Exercise description ▸ Count the lines in the entries below that contain the string "fruit", and give only that number.

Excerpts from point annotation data

▬▬▬▬▬▬

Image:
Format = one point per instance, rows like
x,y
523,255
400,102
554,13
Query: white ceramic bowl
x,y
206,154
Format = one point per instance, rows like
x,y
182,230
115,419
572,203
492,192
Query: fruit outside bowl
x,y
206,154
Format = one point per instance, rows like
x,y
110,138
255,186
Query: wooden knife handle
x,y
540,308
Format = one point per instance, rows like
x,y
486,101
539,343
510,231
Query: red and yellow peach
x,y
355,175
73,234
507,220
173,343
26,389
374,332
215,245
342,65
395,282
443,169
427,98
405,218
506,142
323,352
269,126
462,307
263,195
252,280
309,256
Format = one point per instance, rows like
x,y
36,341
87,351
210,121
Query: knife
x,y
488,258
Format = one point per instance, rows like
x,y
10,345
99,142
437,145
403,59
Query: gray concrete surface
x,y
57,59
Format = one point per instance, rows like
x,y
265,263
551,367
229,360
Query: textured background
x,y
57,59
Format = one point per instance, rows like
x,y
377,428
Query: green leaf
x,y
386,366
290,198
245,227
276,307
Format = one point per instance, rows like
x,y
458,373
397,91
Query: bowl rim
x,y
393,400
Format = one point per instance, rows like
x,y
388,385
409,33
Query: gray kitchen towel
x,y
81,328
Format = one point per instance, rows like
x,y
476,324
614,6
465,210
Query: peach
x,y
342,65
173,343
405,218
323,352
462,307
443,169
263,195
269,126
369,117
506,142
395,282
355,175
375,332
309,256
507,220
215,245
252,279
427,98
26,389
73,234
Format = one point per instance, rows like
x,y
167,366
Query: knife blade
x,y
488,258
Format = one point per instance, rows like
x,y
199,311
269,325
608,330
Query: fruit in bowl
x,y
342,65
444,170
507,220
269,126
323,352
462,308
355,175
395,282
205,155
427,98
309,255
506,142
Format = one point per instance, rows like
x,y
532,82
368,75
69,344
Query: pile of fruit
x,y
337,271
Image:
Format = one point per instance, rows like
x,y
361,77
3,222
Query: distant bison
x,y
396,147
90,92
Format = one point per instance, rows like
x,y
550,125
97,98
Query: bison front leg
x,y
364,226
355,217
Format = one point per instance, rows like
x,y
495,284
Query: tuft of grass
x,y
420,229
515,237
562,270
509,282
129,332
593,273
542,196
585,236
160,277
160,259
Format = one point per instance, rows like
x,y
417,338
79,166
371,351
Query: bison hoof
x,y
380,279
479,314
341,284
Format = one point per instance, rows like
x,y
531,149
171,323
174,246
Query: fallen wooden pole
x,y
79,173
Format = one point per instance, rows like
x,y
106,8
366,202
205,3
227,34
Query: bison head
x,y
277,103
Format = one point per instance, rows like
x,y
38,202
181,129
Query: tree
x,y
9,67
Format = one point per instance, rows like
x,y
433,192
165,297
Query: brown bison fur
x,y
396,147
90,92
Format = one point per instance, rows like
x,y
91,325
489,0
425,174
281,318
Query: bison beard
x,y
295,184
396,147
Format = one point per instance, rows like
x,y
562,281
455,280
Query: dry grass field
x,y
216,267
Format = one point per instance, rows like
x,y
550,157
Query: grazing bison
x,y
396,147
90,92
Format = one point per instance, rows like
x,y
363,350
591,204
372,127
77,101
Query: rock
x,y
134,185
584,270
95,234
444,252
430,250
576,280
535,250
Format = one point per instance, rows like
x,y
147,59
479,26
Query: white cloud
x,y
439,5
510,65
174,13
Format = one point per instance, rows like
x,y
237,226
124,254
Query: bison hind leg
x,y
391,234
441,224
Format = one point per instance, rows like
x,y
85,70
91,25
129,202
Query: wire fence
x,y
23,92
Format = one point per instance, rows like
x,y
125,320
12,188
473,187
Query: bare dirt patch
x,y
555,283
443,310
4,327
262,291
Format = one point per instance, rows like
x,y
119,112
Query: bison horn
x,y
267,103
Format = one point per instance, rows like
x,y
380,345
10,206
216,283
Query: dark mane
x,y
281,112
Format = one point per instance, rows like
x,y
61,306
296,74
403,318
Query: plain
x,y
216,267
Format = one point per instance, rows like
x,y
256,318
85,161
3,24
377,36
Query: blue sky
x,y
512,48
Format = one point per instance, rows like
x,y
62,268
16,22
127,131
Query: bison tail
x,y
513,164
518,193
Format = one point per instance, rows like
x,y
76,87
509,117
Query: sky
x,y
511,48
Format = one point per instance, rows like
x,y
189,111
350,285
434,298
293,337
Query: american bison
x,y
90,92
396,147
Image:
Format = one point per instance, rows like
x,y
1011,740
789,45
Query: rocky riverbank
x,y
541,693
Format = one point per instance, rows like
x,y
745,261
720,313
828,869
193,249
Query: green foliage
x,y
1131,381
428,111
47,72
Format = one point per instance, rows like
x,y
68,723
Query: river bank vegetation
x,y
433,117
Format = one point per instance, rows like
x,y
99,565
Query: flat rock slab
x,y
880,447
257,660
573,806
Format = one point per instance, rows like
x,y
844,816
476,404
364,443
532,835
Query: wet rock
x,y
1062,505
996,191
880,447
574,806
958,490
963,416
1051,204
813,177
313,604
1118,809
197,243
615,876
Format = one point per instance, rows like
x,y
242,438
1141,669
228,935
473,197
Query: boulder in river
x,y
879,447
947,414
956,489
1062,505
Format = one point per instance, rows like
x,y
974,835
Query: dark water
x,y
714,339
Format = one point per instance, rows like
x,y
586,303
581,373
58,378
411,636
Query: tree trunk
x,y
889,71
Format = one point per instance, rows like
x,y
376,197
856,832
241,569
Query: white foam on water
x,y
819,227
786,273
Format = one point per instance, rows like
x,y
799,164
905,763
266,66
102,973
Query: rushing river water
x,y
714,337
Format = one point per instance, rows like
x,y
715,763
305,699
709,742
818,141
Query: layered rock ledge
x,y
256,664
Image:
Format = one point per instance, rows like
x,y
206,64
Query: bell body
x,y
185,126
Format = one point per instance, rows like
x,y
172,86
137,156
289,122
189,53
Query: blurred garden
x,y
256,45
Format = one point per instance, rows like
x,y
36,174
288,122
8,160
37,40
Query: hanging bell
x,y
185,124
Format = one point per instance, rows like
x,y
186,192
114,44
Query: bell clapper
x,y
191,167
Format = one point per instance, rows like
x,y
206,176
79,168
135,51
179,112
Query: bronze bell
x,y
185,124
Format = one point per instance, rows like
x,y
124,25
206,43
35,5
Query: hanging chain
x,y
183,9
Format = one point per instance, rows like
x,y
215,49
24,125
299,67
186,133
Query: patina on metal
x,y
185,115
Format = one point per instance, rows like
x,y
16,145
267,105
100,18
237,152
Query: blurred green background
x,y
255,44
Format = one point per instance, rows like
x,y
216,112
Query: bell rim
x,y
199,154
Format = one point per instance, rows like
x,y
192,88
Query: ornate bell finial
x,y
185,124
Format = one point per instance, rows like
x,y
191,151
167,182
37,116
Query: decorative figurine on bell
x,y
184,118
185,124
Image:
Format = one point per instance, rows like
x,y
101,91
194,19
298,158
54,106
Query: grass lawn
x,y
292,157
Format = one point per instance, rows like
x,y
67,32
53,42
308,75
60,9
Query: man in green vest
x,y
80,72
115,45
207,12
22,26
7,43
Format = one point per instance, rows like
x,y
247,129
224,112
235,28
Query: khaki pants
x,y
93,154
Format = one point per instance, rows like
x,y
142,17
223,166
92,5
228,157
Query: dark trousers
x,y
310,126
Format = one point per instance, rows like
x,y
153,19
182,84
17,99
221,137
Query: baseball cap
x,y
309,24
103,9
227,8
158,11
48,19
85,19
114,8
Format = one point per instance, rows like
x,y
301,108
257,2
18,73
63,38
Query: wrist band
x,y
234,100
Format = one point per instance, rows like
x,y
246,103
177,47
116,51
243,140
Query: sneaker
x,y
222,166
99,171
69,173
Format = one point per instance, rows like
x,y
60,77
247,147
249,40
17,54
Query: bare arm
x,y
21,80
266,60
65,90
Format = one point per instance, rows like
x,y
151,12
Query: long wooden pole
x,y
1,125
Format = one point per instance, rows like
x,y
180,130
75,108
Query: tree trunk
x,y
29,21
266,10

▬▬▬▬▬▬

Solution for this exercise ▸ 3